> [Problem details]:
Revise the records from the very first line through the line containing "point(316, 351)", inclusive, replacing "terraced hillside" with "stepped hillside" and leaving everything else unchanged.

Coordinate annotation entries
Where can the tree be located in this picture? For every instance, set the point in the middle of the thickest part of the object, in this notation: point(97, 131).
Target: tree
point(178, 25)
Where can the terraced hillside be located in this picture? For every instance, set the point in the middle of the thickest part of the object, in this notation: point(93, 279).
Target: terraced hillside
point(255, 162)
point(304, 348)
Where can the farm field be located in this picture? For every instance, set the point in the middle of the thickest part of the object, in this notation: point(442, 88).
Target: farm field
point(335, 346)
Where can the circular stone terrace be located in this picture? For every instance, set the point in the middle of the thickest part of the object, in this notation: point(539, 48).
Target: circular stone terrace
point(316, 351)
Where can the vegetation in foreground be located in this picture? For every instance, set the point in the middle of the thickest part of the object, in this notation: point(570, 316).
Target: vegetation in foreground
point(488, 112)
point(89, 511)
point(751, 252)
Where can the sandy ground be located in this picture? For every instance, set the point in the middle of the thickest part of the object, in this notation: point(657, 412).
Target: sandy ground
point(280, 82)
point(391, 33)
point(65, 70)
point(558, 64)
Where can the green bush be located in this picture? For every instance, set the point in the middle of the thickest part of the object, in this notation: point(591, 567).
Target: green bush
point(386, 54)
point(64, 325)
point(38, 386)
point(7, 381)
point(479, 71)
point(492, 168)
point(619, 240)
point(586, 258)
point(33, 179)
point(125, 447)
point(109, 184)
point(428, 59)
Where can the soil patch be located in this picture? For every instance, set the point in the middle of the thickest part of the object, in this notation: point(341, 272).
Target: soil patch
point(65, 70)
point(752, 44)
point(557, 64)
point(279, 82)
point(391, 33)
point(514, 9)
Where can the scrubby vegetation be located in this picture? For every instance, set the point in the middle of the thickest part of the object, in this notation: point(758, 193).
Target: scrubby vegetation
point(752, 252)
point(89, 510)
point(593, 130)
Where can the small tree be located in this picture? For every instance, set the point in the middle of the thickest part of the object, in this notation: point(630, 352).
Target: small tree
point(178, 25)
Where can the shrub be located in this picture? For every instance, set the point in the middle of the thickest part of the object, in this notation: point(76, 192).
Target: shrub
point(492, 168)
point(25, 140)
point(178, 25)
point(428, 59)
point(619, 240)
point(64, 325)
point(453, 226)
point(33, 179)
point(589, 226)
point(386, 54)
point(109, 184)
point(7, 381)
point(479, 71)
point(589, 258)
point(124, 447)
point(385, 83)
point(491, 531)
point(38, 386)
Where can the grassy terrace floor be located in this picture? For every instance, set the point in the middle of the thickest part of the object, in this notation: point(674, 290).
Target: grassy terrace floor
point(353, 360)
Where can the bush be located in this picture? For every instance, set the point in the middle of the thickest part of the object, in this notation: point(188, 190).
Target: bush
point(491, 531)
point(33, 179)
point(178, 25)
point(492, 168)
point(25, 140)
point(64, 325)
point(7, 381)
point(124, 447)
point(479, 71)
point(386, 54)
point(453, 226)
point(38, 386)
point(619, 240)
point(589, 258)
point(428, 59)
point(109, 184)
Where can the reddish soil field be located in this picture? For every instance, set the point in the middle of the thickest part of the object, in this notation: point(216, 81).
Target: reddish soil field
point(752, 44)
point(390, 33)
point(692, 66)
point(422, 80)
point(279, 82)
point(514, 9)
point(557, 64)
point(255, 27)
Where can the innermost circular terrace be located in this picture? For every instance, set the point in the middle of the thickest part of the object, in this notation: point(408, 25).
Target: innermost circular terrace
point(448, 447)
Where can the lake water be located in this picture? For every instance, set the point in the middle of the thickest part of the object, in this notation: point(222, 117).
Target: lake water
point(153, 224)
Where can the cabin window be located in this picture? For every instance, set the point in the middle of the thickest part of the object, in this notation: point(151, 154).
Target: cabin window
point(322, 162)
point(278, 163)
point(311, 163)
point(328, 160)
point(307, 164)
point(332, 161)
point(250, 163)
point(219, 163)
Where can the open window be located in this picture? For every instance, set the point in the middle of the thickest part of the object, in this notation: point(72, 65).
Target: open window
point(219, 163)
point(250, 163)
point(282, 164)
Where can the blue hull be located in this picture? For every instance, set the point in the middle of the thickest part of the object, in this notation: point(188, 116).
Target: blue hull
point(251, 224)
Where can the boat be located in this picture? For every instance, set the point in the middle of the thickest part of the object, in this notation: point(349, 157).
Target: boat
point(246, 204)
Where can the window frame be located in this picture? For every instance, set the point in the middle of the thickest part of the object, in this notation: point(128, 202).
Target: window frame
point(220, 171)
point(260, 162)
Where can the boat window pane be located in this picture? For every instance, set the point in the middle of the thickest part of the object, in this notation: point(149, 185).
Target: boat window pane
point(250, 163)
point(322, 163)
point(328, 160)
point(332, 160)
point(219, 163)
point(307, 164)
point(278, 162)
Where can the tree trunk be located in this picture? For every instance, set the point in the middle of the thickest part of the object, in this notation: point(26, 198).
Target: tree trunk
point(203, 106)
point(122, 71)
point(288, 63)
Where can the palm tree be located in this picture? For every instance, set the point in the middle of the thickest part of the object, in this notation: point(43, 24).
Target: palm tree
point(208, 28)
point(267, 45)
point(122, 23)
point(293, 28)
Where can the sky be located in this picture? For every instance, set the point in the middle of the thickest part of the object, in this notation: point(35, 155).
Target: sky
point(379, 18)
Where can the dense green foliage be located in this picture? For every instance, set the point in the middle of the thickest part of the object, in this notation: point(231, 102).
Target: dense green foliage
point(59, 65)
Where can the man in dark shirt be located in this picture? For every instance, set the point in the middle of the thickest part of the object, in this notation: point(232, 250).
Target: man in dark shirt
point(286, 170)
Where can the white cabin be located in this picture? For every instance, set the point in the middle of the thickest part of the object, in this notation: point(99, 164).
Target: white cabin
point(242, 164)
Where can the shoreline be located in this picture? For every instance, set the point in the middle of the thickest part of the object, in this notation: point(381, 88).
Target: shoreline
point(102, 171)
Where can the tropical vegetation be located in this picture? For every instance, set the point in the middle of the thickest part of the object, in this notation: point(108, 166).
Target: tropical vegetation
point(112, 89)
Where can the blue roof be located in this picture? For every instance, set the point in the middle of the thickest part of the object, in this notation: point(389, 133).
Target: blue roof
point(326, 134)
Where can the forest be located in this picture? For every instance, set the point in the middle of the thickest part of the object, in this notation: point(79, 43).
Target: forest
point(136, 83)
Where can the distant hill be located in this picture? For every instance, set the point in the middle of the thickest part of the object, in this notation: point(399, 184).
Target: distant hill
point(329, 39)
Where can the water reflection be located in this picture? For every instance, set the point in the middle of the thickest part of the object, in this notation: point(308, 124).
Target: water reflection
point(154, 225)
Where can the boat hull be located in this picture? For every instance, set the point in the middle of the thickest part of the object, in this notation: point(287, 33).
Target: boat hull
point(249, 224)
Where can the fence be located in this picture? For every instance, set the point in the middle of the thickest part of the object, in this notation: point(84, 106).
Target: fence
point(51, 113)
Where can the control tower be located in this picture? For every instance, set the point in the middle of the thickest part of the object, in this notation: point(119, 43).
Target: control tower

> [Expected output]:
Where can the tree be located in this picture? For every instance, set the point in the middle of the thickest part of the object, in this notation: point(97, 131).
Target: tree
point(178, 25)
Where can the stepped hillside be located in this picture? For every instance, set the point in the middle of the thickest part of the object, in this notation: point(93, 279).
Target: stepped hillside
point(255, 162)
point(304, 348)
Where can the farm field be located in this picture? For every instance, set the point in the middle of the thickest part of the object, in this notation: point(442, 88).
Target: farm field
point(335, 346)
Where can the circular stone terrace be located in this picture? For every instance, set the point in the middle of the thickest part of the object, in this notation: point(539, 48).
Target: circular stone terrace
point(316, 351)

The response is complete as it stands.